Reproduce all of the data below word for word, omitting the pictures.

Source data:

=-=-=-=-=

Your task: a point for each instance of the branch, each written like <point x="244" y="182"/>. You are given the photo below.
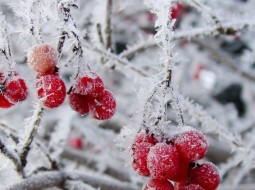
<point x="83" y="159"/>
<point x="205" y="10"/>
<point x="53" y="179"/>
<point x="36" y="119"/>
<point x="227" y="28"/>
<point x="115" y="58"/>
<point x="224" y="59"/>
<point x="11" y="155"/>
<point x="108" y="37"/>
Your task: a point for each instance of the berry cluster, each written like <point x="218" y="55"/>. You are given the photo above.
<point x="176" y="159"/>
<point x="88" y="95"/>
<point x="13" y="89"/>
<point x="51" y="89"/>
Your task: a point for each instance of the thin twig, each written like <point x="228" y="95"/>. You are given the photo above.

=-=-=-=-=

Task result:
Your task: a point for each instance of the branch, each written like <point x="244" y="182"/>. You are given the photo below.
<point x="83" y="159"/>
<point x="205" y="10"/>
<point x="53" y="179"/>
<point x="36" y="119"/>
<point x="227" y="28"/>
<point x="115" y="58"/>
<point x="224" y="59"/>
<point x="11" y="155"/>
<point x="108" y="37"/>
Your task: a point for each instance of the berry cluster, each written like <point x="218" y="55"/>. You are given the photo above.
<point x="176" y="159"/>
<point x="88" y="95"/>
<point x="13" y="89"/>
<point x="51" y="89"/>
Your task: a point for each instance of the thin twig, each written like <point x="228" y="95"/>. You are given the photo above.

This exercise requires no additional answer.